**Data for processing:**
***
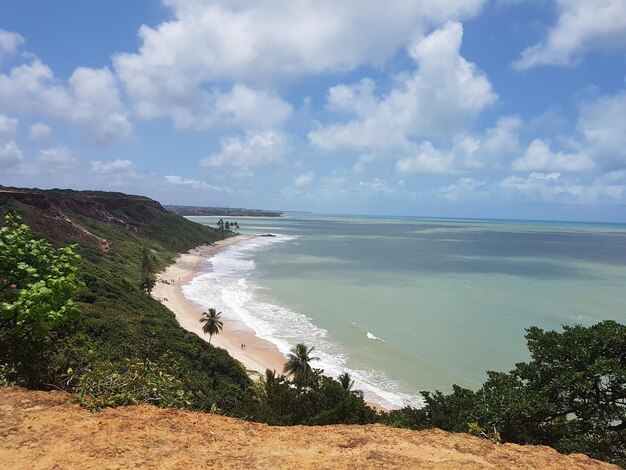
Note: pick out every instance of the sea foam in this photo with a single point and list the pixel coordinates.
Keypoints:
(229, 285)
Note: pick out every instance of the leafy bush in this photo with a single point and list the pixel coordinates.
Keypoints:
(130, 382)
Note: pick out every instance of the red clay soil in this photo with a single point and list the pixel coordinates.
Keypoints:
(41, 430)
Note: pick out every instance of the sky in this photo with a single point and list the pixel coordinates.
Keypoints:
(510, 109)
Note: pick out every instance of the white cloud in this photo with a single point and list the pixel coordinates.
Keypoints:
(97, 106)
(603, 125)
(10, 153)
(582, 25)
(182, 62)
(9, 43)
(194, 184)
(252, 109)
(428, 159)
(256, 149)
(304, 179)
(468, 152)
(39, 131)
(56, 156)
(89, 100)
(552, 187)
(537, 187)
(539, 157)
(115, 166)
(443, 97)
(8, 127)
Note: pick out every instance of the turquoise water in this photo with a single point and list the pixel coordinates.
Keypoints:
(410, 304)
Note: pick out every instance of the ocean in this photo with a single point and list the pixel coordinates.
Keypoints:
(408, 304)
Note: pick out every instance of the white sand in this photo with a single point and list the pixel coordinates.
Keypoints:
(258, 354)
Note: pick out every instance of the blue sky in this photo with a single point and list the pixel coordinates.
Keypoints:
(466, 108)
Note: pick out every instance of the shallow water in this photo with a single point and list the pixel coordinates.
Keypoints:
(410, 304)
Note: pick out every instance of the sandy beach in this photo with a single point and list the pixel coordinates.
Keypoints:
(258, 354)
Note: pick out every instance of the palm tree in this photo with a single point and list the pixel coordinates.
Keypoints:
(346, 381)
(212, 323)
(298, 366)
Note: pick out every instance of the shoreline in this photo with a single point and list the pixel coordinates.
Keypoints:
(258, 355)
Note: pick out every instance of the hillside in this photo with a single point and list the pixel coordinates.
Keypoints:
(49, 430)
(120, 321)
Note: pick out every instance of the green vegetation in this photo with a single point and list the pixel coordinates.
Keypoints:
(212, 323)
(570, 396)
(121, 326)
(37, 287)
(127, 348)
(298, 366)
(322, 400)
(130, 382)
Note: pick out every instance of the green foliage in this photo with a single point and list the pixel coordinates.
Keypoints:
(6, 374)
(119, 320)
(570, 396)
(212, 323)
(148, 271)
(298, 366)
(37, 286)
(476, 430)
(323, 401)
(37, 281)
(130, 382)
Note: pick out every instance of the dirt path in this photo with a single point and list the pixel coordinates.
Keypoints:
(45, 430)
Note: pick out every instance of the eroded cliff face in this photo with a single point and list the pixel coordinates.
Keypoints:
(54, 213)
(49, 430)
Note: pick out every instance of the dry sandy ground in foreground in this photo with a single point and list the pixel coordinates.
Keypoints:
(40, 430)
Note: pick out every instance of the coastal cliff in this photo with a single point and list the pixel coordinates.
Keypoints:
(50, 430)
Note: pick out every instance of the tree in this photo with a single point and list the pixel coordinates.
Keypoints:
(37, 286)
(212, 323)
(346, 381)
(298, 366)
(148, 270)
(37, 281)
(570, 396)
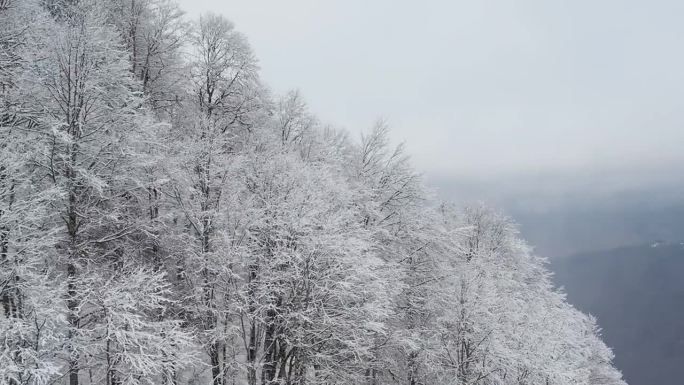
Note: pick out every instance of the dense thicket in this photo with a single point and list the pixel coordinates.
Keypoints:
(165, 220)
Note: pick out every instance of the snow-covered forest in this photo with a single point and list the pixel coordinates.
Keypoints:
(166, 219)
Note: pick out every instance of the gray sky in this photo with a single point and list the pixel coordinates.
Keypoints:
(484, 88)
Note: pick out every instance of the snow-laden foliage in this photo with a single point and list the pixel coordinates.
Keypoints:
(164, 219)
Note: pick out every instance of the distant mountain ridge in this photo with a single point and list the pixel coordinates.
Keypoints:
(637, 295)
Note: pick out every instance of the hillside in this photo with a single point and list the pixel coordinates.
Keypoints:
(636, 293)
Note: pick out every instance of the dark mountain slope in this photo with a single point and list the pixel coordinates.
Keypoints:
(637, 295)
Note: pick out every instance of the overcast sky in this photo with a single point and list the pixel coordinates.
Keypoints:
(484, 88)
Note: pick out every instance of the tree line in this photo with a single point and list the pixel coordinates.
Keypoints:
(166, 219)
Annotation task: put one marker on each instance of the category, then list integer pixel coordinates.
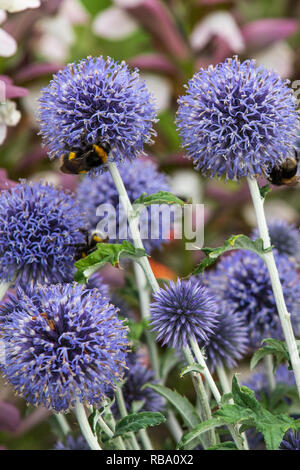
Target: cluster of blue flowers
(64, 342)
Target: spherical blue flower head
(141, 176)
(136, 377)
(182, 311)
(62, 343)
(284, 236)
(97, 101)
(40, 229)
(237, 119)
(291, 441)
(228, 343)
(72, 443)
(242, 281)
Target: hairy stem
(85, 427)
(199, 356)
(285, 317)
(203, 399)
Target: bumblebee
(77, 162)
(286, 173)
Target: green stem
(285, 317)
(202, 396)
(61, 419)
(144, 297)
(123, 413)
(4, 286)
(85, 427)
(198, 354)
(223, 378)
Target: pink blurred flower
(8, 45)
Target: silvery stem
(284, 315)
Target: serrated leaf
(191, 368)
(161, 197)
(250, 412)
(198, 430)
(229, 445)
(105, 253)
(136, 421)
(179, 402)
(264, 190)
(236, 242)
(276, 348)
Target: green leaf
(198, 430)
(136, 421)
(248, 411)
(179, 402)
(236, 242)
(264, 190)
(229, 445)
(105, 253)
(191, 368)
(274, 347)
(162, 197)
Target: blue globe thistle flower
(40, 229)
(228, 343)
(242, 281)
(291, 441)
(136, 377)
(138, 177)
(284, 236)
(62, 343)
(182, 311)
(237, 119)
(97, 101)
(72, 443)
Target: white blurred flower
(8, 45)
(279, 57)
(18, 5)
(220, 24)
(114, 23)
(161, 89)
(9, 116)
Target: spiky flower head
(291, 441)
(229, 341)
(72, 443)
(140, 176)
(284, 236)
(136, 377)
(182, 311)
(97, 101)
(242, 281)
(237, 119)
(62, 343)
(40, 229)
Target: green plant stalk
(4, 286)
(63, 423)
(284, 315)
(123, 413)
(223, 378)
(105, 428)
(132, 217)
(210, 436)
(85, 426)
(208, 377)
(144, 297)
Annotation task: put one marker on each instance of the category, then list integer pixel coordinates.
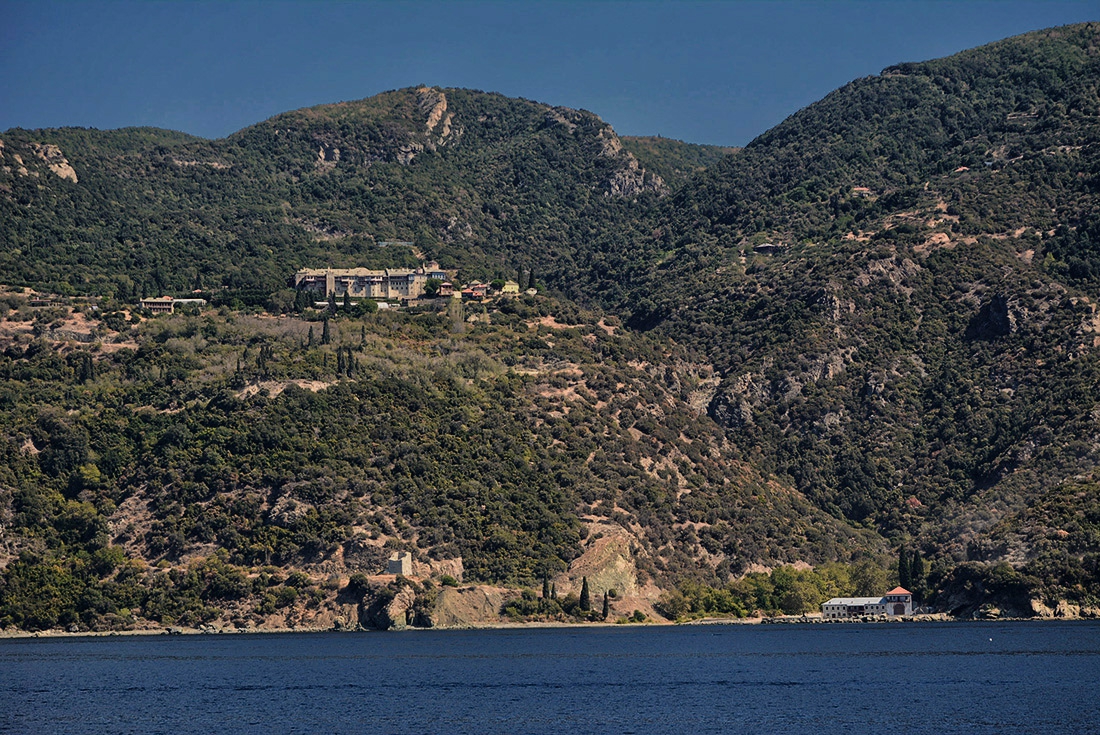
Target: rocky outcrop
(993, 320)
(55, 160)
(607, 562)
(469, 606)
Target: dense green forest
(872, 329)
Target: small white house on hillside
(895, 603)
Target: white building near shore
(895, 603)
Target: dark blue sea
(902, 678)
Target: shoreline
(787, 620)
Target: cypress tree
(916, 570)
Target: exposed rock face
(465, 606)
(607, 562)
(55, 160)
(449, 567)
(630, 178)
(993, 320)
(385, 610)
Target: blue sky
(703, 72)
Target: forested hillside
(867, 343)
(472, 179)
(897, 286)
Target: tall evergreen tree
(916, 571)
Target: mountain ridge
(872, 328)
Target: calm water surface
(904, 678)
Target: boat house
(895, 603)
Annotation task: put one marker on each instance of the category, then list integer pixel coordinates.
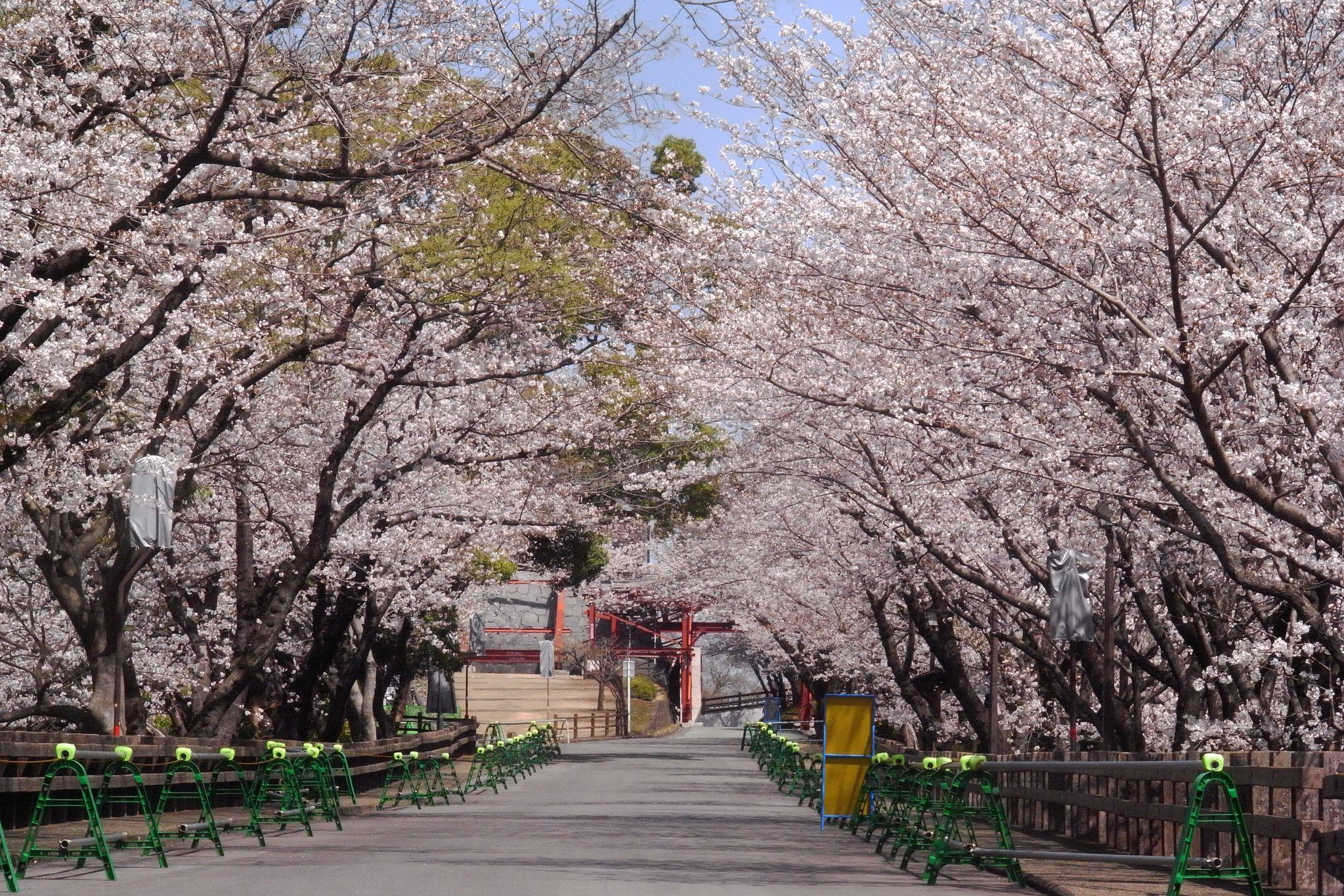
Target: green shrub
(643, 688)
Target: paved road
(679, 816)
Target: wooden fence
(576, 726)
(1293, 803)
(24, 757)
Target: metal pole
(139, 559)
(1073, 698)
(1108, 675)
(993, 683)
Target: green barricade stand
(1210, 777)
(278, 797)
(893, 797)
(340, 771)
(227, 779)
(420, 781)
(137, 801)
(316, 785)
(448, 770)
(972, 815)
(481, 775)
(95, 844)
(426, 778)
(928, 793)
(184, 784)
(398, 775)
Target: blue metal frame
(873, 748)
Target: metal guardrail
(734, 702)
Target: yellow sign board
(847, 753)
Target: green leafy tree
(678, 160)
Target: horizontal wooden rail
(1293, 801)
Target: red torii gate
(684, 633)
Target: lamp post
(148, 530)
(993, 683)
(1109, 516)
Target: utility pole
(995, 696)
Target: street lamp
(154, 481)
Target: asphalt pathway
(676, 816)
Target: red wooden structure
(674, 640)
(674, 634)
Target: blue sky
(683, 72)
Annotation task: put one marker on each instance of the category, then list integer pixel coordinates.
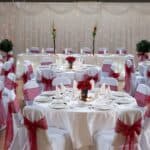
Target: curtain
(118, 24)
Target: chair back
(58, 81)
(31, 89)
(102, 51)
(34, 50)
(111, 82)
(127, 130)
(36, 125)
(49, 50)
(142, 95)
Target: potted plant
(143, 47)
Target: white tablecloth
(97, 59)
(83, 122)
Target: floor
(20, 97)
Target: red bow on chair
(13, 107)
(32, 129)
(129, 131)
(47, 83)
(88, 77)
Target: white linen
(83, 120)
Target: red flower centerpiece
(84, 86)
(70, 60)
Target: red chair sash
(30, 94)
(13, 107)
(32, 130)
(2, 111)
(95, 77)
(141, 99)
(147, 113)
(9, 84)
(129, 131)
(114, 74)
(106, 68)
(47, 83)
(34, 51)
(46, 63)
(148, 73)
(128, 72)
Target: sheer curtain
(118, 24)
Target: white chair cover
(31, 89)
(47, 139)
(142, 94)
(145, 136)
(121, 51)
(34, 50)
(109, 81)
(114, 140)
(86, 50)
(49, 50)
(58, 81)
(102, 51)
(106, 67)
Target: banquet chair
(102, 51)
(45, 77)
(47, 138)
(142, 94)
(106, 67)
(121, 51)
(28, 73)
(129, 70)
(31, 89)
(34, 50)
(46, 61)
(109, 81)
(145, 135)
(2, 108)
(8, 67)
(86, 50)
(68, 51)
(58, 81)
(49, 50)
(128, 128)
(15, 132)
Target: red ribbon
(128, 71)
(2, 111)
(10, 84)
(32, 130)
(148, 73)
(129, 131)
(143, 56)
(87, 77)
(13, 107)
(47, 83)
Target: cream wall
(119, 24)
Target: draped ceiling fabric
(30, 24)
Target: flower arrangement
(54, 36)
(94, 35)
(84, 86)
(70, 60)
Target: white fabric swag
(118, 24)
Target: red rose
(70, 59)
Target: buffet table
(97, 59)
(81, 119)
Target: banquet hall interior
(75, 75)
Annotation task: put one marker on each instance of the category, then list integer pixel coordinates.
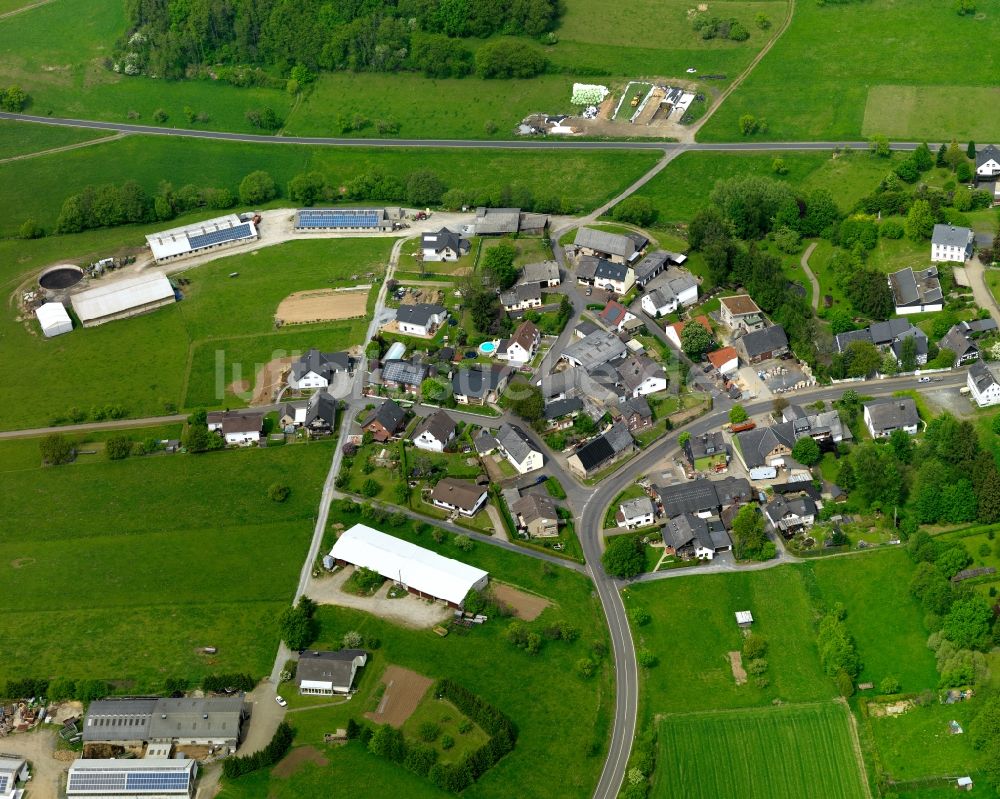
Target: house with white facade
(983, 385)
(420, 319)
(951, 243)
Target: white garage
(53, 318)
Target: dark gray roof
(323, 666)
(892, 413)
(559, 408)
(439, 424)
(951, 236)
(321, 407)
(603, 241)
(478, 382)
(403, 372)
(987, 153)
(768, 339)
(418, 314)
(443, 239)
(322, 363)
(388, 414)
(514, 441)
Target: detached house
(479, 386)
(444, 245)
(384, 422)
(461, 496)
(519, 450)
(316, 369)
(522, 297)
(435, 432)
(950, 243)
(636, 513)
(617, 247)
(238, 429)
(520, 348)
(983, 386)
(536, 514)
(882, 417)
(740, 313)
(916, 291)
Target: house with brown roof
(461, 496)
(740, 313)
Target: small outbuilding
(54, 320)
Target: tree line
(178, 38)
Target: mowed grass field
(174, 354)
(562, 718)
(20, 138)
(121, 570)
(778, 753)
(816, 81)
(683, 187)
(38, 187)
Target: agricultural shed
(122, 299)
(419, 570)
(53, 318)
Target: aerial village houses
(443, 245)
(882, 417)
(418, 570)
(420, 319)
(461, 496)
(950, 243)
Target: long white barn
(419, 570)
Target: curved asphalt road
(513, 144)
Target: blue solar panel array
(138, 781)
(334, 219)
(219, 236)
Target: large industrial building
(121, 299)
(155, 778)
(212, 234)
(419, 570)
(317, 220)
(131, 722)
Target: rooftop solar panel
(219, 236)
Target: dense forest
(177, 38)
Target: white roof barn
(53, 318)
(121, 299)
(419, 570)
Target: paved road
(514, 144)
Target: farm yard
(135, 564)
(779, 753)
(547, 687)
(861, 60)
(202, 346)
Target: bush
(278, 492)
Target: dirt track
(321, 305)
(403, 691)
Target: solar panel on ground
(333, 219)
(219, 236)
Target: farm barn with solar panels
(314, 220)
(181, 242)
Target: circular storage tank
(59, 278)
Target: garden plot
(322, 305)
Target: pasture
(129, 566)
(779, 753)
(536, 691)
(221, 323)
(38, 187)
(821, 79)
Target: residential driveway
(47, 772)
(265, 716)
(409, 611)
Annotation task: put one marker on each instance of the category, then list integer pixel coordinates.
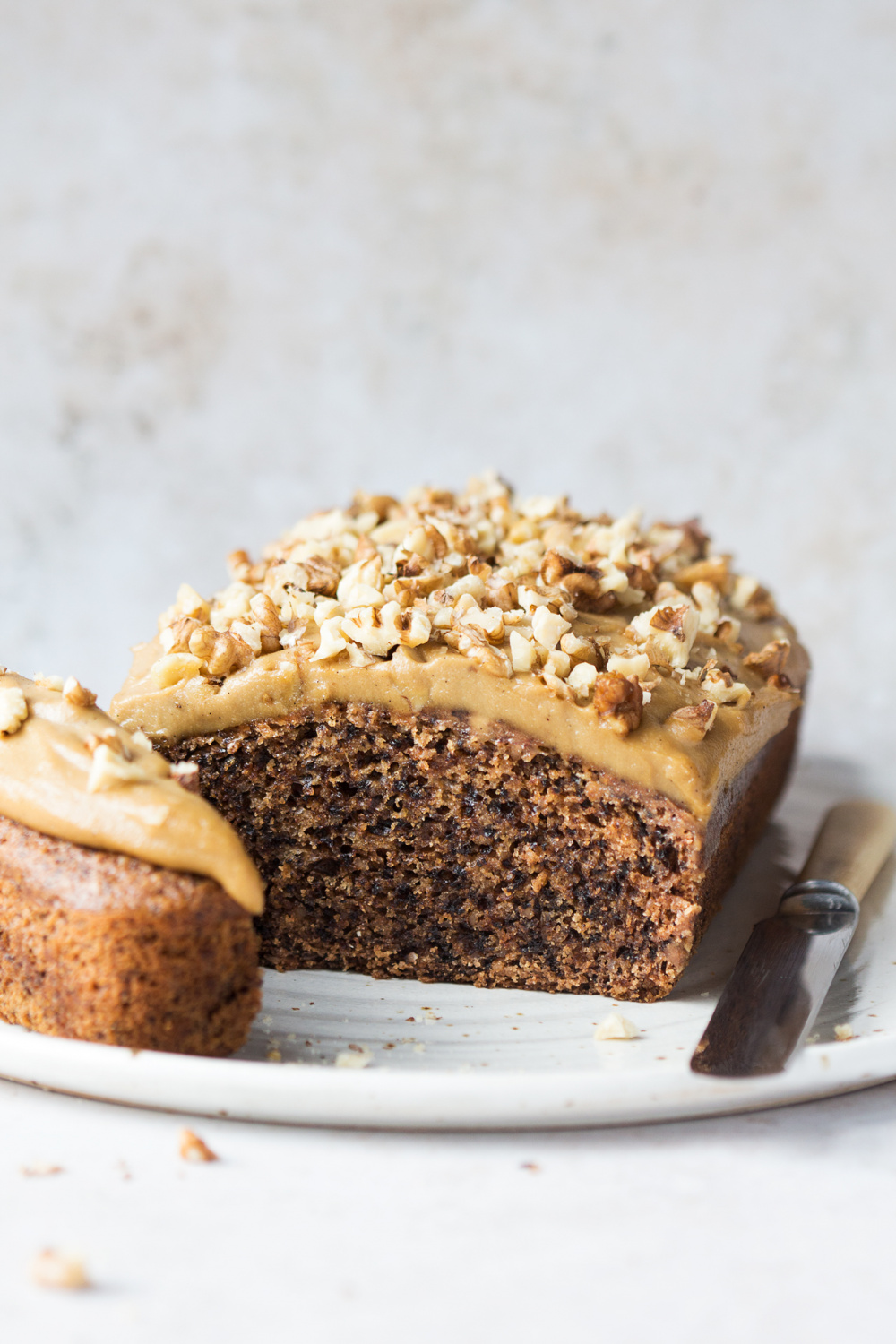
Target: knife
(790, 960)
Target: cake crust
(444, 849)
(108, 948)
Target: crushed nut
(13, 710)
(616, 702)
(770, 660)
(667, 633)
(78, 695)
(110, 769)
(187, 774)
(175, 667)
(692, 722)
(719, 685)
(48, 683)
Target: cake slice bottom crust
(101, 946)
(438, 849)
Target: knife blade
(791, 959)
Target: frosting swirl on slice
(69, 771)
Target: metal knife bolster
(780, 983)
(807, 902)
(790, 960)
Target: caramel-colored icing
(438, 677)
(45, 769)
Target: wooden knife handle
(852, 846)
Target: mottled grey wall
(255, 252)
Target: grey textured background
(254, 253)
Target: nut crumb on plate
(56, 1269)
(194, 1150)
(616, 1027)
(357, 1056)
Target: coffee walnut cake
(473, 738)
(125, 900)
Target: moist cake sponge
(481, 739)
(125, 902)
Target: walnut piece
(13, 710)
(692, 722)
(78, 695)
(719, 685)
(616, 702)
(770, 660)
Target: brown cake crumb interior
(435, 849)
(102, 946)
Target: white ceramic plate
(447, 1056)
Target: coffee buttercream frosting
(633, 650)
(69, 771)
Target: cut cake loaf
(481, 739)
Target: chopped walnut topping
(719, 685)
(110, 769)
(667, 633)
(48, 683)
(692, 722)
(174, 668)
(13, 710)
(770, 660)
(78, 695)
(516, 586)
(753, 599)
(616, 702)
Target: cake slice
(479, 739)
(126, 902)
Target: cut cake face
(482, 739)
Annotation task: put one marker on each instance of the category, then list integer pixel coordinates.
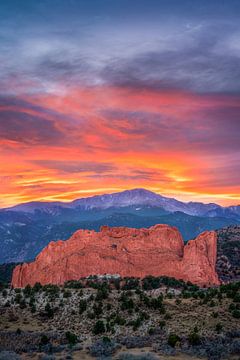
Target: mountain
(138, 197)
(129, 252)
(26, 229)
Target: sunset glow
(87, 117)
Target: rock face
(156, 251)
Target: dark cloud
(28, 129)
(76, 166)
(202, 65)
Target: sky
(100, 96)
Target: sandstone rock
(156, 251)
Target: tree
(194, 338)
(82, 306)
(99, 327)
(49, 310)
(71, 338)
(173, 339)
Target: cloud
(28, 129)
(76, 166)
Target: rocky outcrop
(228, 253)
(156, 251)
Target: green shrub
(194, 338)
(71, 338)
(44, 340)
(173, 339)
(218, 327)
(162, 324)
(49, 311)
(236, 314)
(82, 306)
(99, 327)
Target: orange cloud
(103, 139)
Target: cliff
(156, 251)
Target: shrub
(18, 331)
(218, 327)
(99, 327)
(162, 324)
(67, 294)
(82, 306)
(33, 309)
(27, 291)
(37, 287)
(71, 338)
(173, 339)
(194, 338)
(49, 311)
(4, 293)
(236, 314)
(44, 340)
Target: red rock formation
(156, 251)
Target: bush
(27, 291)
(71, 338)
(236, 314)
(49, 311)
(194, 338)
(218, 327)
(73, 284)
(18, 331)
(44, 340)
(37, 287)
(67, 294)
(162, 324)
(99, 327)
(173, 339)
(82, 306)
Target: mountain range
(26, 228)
***
**Job:** Repeat only the lines running from the line that contains "Target: sky" through the last line above, inclusive.

**The reply:**
Target: sky
(100, 96)
Target: sandstone rock
(156, 251)
Target: tree
(194, 338)
(82, 306)
(99, 327)
(49, 310)
(71, 338)
(173, 339)
Target: cloud
(28, 129)
(76, 166)
Target: rocky outcrop
(228, 253)
(156, 251)
Target: green shrub
(194, 338)
(71, 338)
(44, 340)
(173, 339)
(218, 327)
(162, 324)
(49, 311)
(236, 314)
(82, 306)
(99, 327)
Target: orange cloud
(103, 139)
Target: cliff
(156, 251)
Target: shrub
(18, 331)
(218, 327)
(99, 327)
(162, 324)
(67, 294)
(82, 306)
(33, 309)
(27, 291)
(37, 287)
(71, 338)
(173, 339)
(194, 338)
(49, 311)
(4, 293)
(236, 314)
(44, 340)
Target: red rock formation
(156, 251)
Target: bush
(27, 291)
(71, 338)
(236, 314)
(49, 311)
(194, 338)
(218, 327)
(73, 284)
(18, 331)
(44, 340)
(37, 287)
(67, 294)
(162, 324)
(99, 327)
(173, 339)
(82, 306)
Target: mountain range
(26, 228)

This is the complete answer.